#### Short problem 1:
Edit the listing that follows the abstract below by putting "chocolate chip cookie" in place of "round cookie" everywhere it occurs, changing nothing else, and leave the picture out of your answer.
#### Short problem 2:
Pick up the abstract on share price reactions to financial restatements after its final sentence and keep writing.

Vijay Gondhalekar, Mahendra Joshi and Marie McKendall

Purpose – This study examines both the short- and long-term share price reaction to announcements of financial restatements cited in the U.S. General Accounting Office (2006…

Abstract

Purpose – This study examines both the short- and long-term share price reaction to announcements of financial restatements cited in the U.S. General Accounting Office (2006) database.

Methodology – It uses the augmented four-factor Fama-French model for assessing share price reaction.

Findings – The study finds that the average cumulative abnormal return (CAR) for a sample of 553 restatements (by 437 companies) is significantly negative (−1.58) for the three-day window surrounding the day of announcement. The average CAR for the one-year period prior to the announcement (−9.6%) and for each of the four years after the announcement is negative as well, with the average CAR for the four years adding up to −22%. The study also documents differences in CARs based on the entity prompting the restatement (company, auditor, and Securities and Exchange Commission), the reason behind the restatement (revenue, cost, reclassification of item, etc.), and for one-time versus repeat offenders.

#### Data provided:

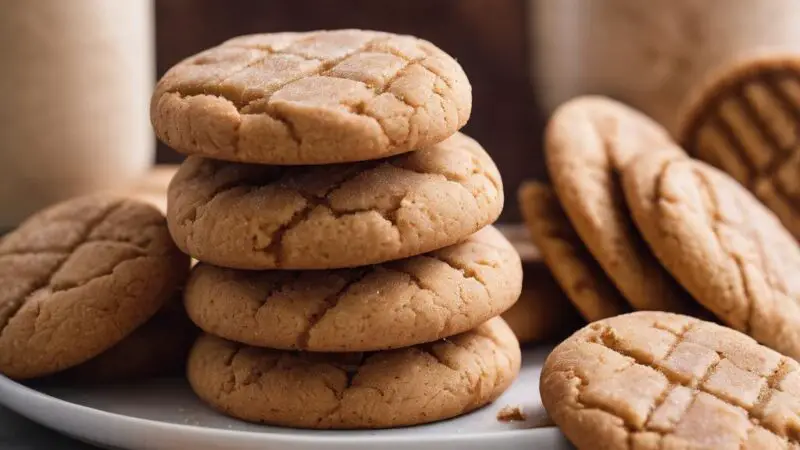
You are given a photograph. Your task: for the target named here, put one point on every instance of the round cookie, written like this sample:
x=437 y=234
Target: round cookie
x=652 y=380
x=588 y=141
x=323 y=217
x=311 y=98
x=391 y=305
x=78 y=277
x=728 y=250
x=578 y=274
x=157 y=348
x=393 y=388
x=744 y=121
x=543 y=310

#### Task response 1:
You are given a photograph. Your task: for the target named here, put one point on every instance of the chocolate chip cookie, written like this sample:
x=437 y=234
Target: chocolate chip cookie
x=652 y=380
x=588 y=141
x=323 y=217
x=311 y=98
x=391 y=305
x=78 y=277
x=728 y=250
x=578 y=274
x=157 y=348
x=393 y=388
x=744 y=121
x=543 y=310

#### Task response 2:
Social implications – Taken together, the findings indicate that financial restatements impose significant short-term as well as long-term costs on shareholders.

Originality/Value – The evidence about long-term share price reaction to financial restatements is missing in prior research. The relationship between long-term and short-term share price reaction to financial restatements fails to suggest systematic over/underreaction by the market.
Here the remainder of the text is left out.